■ Texto de origem
-=-=-

Rogério Daflon e Camila Nobrega
Do Canal Ibase
Após forte pressão de movimentos sociais, em apoio a pequenos agricultores do município de Cachoeiras de Macacu, o Instituto Estadual do Ambiente (Inea) suspendeu temporariamente o processo de requerimento de Licença ambiental Prévia para instalação da Barragem de Guapiaçu. Em um ofício que foi entregue a representantes dos agricultores, o órgão afirma que “foi arquivado temporariamente e sua análise foi suspensa até que sejam apresentados novos estudos e atendidas exigências complementares”. O documento só foi obtido após uma manifestação que reuniu cerca de 200 pequenos produtores de Cachoeiras de Macacu, na porta do Inea, no Centro do Rio, na última terça-feira (27/5). A barragem pode atingir uma cadeia produtiva de quinze mil trabalhadores, que gera anualmente 100 milhões de reais e produz 40 por cento dos hortigranjeiros comercializados nas Centrais de Abastecimento do Rio (CEASA -RJ).
Durante o protesto, uma comissão foi recebida pelo subsecretário da Secretaria Estadual do Ambiente, Antônio da Hora. Integrantes do Movimento de Atingidos por Barragens (MAB) apresentaram documentos constando uma série de irregularidades no processo de licenciamento ambiental relativo à barragem do rio Guapiaçu. Entre as irregularidades, está o duplo papel exercido pela própria Secretaria de Meio Ambiente: ao mesmo tempo é proponente e avaliadora do licenciamento ambiental.
Segundo a geógrafa Daiane Paludo, da Associação de Geógrafos Brasileiros (AGB), que esteve presente na reunião no Inea, trata-se de uma primeira vitória da mobilização popular que exige a permanência dos agricultores no território. No entanto, ela ressaltou que, devido à postura da SEA no território, levando mais insegurança à população do que informação, a vitória deve ser comemorada com cautela.
– Vamos festejar essa suspensão, mas também fortalecer a luta, porque a batalha ainda é longa.

-=-=-

■ Exercícios propostos
1 > Enumere todas as pessoas citadas nominalmente na reportagem sobre a Barragem de Guapiaçu.
2 > Dê prosseguimento à reportagem sobre a Barragem de Guapiaçu a partir da última frase apresentada.

-=-=-

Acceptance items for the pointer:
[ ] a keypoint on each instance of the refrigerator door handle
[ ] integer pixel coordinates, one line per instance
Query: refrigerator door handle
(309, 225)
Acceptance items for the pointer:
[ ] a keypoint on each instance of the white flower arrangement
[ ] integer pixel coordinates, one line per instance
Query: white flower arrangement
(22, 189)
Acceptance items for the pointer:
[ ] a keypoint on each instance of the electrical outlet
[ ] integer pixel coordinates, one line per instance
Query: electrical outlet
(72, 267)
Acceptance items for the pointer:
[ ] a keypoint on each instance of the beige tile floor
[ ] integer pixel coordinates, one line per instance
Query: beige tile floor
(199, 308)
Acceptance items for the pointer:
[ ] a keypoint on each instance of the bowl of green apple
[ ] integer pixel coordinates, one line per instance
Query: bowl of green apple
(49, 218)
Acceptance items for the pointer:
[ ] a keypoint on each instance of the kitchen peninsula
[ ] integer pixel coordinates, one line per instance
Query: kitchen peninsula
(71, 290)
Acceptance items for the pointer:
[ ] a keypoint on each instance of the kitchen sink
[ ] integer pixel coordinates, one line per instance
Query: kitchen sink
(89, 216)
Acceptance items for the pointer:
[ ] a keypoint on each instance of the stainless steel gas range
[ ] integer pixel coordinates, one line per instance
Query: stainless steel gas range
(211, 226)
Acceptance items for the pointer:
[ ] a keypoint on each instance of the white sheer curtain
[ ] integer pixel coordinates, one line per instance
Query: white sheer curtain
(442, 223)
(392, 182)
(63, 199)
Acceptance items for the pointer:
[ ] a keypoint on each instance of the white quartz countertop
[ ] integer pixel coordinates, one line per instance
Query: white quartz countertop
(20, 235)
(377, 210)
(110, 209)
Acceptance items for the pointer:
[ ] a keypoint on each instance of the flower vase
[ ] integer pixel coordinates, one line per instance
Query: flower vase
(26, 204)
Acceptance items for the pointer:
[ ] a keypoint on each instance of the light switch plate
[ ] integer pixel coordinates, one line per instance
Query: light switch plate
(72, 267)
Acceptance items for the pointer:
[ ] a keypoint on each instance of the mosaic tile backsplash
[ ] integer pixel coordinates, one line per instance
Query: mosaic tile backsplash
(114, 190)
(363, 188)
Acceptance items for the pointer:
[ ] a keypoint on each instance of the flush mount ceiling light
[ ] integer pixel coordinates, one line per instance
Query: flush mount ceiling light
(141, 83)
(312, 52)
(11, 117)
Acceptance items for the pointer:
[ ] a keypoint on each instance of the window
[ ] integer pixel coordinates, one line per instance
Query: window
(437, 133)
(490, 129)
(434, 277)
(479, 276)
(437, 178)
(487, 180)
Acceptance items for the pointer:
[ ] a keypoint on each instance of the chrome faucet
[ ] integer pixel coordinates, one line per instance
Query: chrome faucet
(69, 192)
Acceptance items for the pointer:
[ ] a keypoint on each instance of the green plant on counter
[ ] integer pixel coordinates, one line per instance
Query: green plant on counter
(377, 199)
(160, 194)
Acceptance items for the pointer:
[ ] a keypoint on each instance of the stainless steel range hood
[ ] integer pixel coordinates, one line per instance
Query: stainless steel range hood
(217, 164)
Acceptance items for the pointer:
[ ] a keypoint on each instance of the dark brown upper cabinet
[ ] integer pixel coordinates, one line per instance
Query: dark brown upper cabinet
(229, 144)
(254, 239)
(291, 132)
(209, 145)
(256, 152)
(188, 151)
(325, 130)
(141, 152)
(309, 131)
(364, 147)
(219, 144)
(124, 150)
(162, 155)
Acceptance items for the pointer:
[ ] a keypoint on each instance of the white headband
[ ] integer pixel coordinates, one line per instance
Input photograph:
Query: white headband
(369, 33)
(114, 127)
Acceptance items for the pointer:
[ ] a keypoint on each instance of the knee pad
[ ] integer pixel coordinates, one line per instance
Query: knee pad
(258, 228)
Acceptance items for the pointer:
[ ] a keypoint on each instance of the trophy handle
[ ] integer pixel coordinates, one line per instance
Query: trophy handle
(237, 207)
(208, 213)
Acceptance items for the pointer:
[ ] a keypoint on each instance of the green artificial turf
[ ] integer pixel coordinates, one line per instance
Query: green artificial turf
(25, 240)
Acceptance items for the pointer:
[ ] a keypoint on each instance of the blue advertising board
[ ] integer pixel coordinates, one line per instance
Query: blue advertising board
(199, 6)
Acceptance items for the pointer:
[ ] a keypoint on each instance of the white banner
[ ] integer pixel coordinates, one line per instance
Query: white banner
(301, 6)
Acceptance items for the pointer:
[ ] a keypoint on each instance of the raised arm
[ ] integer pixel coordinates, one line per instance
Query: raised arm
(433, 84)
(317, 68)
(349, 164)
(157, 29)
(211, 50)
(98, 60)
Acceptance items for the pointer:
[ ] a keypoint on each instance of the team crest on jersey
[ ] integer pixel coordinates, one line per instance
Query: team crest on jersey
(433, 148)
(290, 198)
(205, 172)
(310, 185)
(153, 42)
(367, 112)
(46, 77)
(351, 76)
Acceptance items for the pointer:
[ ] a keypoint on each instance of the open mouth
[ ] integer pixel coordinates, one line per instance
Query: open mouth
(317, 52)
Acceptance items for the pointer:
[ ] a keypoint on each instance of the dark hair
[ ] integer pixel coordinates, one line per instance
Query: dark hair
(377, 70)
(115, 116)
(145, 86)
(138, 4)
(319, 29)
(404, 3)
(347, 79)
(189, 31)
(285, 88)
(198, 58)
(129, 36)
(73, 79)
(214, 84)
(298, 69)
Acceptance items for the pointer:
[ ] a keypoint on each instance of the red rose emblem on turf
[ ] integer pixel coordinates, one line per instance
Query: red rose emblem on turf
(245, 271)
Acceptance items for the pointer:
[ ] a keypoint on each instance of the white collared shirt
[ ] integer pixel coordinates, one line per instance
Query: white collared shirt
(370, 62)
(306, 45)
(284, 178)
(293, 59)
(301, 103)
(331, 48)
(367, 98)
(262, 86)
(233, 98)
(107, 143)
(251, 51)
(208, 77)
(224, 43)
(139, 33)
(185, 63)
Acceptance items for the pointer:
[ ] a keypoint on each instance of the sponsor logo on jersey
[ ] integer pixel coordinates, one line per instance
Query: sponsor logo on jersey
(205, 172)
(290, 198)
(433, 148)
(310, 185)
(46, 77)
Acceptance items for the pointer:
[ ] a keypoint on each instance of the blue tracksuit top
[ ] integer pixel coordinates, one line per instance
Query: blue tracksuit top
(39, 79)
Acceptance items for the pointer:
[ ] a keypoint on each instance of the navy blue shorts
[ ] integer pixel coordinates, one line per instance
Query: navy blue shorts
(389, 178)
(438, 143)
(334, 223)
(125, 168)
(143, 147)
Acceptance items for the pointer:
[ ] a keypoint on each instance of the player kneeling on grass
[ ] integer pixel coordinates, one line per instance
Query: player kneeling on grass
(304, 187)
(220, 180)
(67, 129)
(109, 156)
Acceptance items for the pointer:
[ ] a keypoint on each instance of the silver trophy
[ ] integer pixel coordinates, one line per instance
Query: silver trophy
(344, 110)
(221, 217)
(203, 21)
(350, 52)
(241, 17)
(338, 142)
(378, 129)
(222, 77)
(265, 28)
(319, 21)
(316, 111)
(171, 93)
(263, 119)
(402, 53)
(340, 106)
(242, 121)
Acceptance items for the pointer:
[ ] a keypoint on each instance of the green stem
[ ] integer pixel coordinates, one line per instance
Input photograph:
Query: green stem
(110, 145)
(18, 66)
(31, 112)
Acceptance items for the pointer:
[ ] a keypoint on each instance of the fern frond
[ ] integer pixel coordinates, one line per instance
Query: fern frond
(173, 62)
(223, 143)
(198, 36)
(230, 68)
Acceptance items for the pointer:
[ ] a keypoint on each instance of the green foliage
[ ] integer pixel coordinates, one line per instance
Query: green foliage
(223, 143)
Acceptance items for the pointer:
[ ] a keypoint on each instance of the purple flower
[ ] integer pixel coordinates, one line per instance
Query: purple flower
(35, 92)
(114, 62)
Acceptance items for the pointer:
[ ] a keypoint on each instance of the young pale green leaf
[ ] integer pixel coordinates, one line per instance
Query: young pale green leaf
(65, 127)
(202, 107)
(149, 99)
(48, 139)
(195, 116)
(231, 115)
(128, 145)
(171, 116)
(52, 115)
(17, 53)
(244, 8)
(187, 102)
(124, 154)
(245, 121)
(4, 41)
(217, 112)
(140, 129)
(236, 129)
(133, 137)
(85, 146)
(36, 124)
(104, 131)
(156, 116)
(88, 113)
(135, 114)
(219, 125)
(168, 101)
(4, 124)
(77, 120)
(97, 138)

-=-=-

■ Resultados por tarefa
1 > Rogério Daflon, Camila Nobrega, Antônio da Hora, Daiane Paludo

2 >
A agricultora Maria Cleonilde de Souza soube dos planos de construção de uma barragem que inundaria a área onde hoje fica o sítio da família, quando técnicos apareceram na propriedade para medir a casa e a área. Mas ninguém explicou de que se tratava.
– Eu vivo em Cachoeiras há 45 anos, criei meus filhos e meus netos. Nós não temos estudo, o que sabemos é cuidar da terra, e bem. Planto milho, aipim, batata, ali tudo dá. Sei que temos que compartilhar a água, mas não é possível removerem a gente assim, sem nem chance para argumentar, para entender. A terra ali é boa demais. Vale alagar e expulsar todo mundo? – disse Maria, embaixo de um cartaz que dizia “Se Cachoeiras não planta, o Rio não janta.”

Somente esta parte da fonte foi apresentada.